■ **What needs to be done**:
An exact copy of all entries is the expected answer.

■ **Given information**:

########

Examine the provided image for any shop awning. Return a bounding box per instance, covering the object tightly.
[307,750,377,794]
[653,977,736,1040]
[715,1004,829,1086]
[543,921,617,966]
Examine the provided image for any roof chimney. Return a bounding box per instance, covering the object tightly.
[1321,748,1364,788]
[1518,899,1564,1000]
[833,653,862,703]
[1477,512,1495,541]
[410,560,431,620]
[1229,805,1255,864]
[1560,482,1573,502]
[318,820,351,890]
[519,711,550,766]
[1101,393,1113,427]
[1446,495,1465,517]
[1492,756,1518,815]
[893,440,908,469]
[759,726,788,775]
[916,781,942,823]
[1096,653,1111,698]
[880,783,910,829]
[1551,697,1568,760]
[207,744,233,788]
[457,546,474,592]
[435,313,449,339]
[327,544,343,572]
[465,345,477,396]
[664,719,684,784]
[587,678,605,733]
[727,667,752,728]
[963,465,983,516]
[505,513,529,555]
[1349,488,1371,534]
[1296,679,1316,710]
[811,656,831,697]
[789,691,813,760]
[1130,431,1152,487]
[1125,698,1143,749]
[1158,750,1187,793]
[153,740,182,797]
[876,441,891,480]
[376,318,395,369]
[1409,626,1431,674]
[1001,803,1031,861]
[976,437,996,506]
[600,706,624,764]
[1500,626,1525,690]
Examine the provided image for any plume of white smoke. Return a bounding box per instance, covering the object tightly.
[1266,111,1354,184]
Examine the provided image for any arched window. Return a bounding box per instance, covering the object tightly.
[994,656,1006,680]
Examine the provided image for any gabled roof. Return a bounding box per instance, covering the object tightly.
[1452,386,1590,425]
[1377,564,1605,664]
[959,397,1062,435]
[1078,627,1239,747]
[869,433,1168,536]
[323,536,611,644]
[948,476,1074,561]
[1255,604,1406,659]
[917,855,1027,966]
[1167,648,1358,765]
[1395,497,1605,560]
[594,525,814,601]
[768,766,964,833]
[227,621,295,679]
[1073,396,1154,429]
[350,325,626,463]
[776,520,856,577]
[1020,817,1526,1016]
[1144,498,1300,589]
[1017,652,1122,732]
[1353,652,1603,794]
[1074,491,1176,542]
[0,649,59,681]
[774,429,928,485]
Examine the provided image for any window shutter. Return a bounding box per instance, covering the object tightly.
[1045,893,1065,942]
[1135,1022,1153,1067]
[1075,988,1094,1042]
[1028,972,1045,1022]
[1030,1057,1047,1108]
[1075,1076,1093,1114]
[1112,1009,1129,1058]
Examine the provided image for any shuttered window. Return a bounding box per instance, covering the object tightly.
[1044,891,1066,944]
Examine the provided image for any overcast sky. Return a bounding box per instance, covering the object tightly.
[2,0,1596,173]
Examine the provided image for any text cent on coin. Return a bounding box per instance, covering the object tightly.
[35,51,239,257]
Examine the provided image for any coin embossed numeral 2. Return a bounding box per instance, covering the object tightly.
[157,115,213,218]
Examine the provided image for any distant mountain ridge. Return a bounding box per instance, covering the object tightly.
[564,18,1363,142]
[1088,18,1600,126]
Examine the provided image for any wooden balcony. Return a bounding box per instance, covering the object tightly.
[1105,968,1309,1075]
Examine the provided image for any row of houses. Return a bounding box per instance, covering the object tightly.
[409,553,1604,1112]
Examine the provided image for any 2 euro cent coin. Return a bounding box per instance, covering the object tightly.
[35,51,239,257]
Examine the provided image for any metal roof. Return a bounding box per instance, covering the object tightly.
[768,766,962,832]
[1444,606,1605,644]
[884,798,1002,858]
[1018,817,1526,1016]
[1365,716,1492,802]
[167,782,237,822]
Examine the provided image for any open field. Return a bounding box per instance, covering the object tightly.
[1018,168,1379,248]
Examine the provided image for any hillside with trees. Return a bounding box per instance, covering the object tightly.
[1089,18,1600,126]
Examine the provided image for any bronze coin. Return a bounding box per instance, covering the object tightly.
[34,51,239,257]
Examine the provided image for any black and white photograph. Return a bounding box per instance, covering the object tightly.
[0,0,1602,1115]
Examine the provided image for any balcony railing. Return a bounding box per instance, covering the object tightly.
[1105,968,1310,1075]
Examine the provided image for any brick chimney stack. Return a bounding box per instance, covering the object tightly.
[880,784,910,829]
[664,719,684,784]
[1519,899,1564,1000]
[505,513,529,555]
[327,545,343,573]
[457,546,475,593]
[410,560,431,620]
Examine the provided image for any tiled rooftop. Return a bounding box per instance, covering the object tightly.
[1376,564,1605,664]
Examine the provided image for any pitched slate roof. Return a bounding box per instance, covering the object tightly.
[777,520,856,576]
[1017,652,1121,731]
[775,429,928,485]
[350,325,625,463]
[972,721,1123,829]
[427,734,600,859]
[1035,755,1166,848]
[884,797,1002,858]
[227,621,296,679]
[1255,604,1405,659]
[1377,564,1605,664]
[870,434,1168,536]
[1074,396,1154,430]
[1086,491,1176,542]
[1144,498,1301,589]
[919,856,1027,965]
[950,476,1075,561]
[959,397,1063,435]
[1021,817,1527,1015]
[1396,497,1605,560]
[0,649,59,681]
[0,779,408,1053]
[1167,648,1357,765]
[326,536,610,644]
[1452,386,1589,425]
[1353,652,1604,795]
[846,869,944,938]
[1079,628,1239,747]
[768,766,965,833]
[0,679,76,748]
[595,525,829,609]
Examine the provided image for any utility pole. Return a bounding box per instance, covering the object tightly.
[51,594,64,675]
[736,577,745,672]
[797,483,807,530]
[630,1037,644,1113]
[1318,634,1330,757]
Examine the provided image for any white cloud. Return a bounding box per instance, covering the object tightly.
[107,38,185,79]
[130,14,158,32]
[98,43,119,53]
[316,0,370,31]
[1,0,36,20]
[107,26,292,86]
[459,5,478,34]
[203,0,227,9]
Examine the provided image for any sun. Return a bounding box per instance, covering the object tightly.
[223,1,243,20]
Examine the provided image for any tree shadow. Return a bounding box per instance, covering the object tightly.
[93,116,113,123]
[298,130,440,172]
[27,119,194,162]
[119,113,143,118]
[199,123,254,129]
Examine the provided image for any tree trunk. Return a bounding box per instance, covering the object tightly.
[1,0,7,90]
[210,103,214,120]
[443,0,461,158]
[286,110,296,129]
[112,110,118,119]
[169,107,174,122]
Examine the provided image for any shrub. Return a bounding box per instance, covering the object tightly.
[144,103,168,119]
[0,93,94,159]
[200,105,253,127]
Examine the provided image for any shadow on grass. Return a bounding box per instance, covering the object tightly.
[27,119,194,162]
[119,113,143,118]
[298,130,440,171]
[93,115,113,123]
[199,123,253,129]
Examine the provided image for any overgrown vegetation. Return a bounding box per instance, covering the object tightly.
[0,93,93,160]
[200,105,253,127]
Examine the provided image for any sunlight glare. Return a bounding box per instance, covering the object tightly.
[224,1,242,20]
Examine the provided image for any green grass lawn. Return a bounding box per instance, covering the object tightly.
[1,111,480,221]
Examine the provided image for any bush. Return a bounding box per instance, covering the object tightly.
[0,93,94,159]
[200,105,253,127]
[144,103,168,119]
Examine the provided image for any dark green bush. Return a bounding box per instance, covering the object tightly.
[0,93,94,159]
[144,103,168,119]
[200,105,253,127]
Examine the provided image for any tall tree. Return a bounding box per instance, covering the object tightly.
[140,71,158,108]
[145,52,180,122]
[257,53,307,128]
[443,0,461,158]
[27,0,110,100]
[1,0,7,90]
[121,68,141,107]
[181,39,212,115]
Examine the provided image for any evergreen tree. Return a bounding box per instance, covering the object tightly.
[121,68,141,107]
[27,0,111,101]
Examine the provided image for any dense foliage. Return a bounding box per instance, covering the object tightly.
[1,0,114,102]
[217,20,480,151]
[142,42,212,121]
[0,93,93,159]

########

■ **Written answer**:
Examine the provided image for any shop awning. Return a bounding box per instance, covering the object tightly.
[307,750,377,794]
[653,977,736,1040]
[715,1004,829,1086]
[543,921,617,966]
Examine the provided image for any roof chimney. Return a bounding box per instance, covering the object tightly.
[1321,748,1364,788]
[1518,899,1564,1000]
[833,653,862,703]
[1477,512,1495,541]
[410,560,431,620]
[1229,805,1255,864]
[1560,482,1573,502]
[318,820,351,890]
[519,711,550,766]
[1101,393,1113,427]
[1446,495,1465,517]
[1492,756,1518,815]
[893,440,908,469]
[759,726,788,775]
[916,781,942,823]
[1096,653,1111,698]
[880,783,910,829]
[1551,697,1568,760]
[207,744,233,788]
[457,546,474,592]
[435,313,449,339]
[327,544,343,572]
[465,345,477,396]
[664,719,684,784]
[587,678,605,733]
[727,667,752,728]
[963,465,983,516]
[505,513,529,555]
[1349,488,1371,534]
[1296,679,1316,710]
[811,656,831,697]
[789,691,813,760]
[1130,431,1152,487]
[1125,698,1143,749]
[1158,750,1187,793]
[153,740,182,797]
[876,441,891,480]
[376,318,395,369]
[1409,626,1431,674]
[1001,803,1031,861]
[976,437,996,506]
[600,706,624,764]
[1500,626,1525,690]
Examine the provided image for any plume of white smoke. Return a bounding box per instance, covering the object tightly.
[1266,111,1354,184]
Examine the provided image for any arched window. Return a bounding box per instance, covering the object tightly.
[994,656,1006,680]
Examine the provided image for any gabled roof. Return a bounding box per instance, covering the object tightly.
[1452,386,1590,425]
[1377,564,1605,664]
[959,397,1062,435]
[1078,627,1239,747]
[869,433,1168,536]
[323,536,611,644]
[948,476,1074,561]
[1255,604,1406,659]
[917,855,1027,966]
[1167,648,1358,765]
[1395,497,1605,560]
[594,525,814,601]
[768,766,964,833]
[227,621,295,679]
[1073,396,1154,429]
[350,325,626,463]
[776,520,856,577]
[1020,817,1526,1016]
[1144,498,1300,589]
[1017,652,1122,732]
[1353,652,1603,794]
[1074,491,1176,542]
[0,649,59,681]
[774,429,928,485]
Examine the provided image for any window shutter. Return a bounding box per instance, covering the object tightly.
[1045,893,1065,942]
[1135,1022,1153,1067]
[1075,988,1094,1042]
[1028,972,1045,1022]
[1030,1057,1047,1108]
[1075,1076,1093,1114]
[1112,1009,1129,1058]
Examine the provided image for any shuttered window. Return a bounding box per instance, covering the object tightly.
[1044,891,1066,944]
Examine the provided image for any overcast sky. Return a bounding box per instance, covering the object tightly.
[2,0,1596,173]
Examine the provided image for any text cent on coin. Return a bounding box per instance, covering the object tightly.
[35,51,239,257]
Examine the provided image for any coin embossed numeral 2. Return a bounding box per instance, covering the object tightly.
[157,115,213,218]
Examine the provided image for any distant mountain ridge. Return a bounding box per instance, covering the object tightly.
[564,18,1363,142]
[1088,18,1600,126]
Examine the provided image for any wooden balcony. Return a bounding box per instance, covering the object tightly.
[1105,968,1309,1075]
Examine the provided image for any row of houses. Return a bounding box per instance, covering the object tightly.
[409,553,1604,1112]
Examine the provided image for any 2 euro cent coin. Return a bounding box per instance, covering the object tightly.
[35,51,239,257]
Examine the provided image for any metal roof. Return a bounding box per instance, covering the object tightly.
[768,766,962,832]
[1444,606,1605,644]
[884,798,1002,858]
[1018,817,1526,1016]
[1365,716,1492,802]
[167,782,237,822]
Examine the provided image for any open field. Return a bounding box per instance, covering the object tightly.
[1018,168,1379,248]
Examine the provided image for any hillside with trees. Return a bounding box per instance, covering the object tightly.
[1089,18,1600,126]
Examine the provided image for any bronze coin. Return a bounding box per instance, covering the object tightly.
[34,51,239,257]
Examine the provided image for any black and white photograph. Return a bounding box per instance, covering the object tightly.
[0,0,1602,1115]
Examine the provided image for any balcony railing. Return a bounding box per instance, covering the object tightly.
[1105,968,1310,1075]
Examine the provided image for any brick chimney stack. Return a bounding box per instance, covering the object tightly.
[880,784,910,829]
[664,719,684,784]
[1519,899,1564,1000]
[505,513,529,555]
[327,545,343,573]
[457,546,475,593]
[410,560,431,620]
Examine the provided image for any tiled rooftop. Return a bounding box per instance, covering the object tightly.
[1376,564,1605,664]
Examine the provided image for any pitched slate roof. Return a bounding box per instance, covering the object tightly.
[777,520,856,576]
[1017,652,1121,731]
[775,429,928,485]
[350,325,625,463]
[972,721,1123,829]
[427,734,600,859]
[1035,755,1166,848]
[884,797,1002,858]
[227,621,296,679]
[1255,604,1405,659]
[1377,564,1605,664]
[870,434,1168,536]
[1074,396,1154,430]
[1086,491,1176,542]
[1144,498,1301,589]
[919,856,1027,965]
[950,476,1075,561]
[959,397,1063,435]
[1021,817,1527,1015]
[1396,497,1605,560]
[0,649,59,681]
[0,779,408,1053]
[1167,648,1357,765]
[326,536,610,644]
[1452,386,1589,425]
[1353,652,1604,795]
[846,869,944,938]
[1079,628,1239,747]
[768,766,965,833]
[0,679,76,748]
[595,525,829,609]
Examine the provided image for any utility pole. Return a bounding box per instance, covering the object tightly.
[51,594,64,675]
[736,577,745,672]
[797,483,807,530]
[630,1037,644,1113]
[1318,634,1330,757]
Examine the provided image for any white cloud. Return a bounding box per instance, covering the object tightly.
[107,38,185,79]
[130,14,158,32]
[98,43,119,53]
[316,0,370,31]
[1,0,36,20]
[107,26,292,86]
[459,5,478,34]
[203,0,227,9]
Examine the provided image for any sun. Return a bounding box per instance, covering the object tightly.
[223,1,243,20]
Examine the provided image for any tree shadow. Return a bounding box per instance, covering the object tightly.
[93,116,113,123]
[298,130,440,172]
[27,119,194,162]
[119,113,143,118]
[199,123,254,129]
Examine the provided image for any tree trunk. Return a bounding box per instance, covering the object tightly.
[1,0,7,90]
[210,103,214,120]
[443,0,461,158]
[286,110,296,129]
[112,110,118,119]
[169,107,174,122]
Examine the provided image for any shrub. Return a bounding box per instance, covering the object tightly.
[144,103,168,119]
[0,93,94,159]
[200,105,253,127]
Examine the provided image for any shadow on grass. Return a bounding box per instance, covering the object tightly.
[27,119,194,162]
[119,113,143,118]
[298,130,440,171]
[93,115,113,123]
[199,123,253,129]
Examine the provided image for any overgrown vegetation. Return a bounding box per instance, covering the object tightly.
[0,93,93,160]
[200,105,253,127]
Examine the provided image for any sunlight glare. Return a bounding box per instance, covering the object tightly.
[224,1,242,20]
Examine the provided image for any green grass lawn. Return a bounding box per instance, covering the object tightly.
[1,111,480,221]
Examine the provided image for any bush. Return a bounding box per instance, covering the object tightly.
[0,93,94,159]
[200,105,253,127]
[144,103,168,119]
Examine the provided image for any dark green bush. Return a bounding box per instance, covering the object tightly.
[0,93,94,159]
[144,103,168,119]
[200,105,253,127]
Examine the provided image for any tall tree. Return a bounding box per instance, covering the object tightly.
[140,71,158,108]
[145,52,180,122]
[257,53,307,128]
[443,0,461,158]
[27,0,110,100]
[1,0,7,90]
[121,68,141,107]
[181,39,212,115]
Examine the provided image for any evergreen tree. Return a bounding box per instance, covering the object tightly.
[121,68,141,107]
[27,0,111,101]
Examine the provided image for any dense foliage. Return a bounding box per instance, covering the object tightly.
[1,0,114,102]
[217,20,480,151]
[142,42,212,121]
[0,93,93,159]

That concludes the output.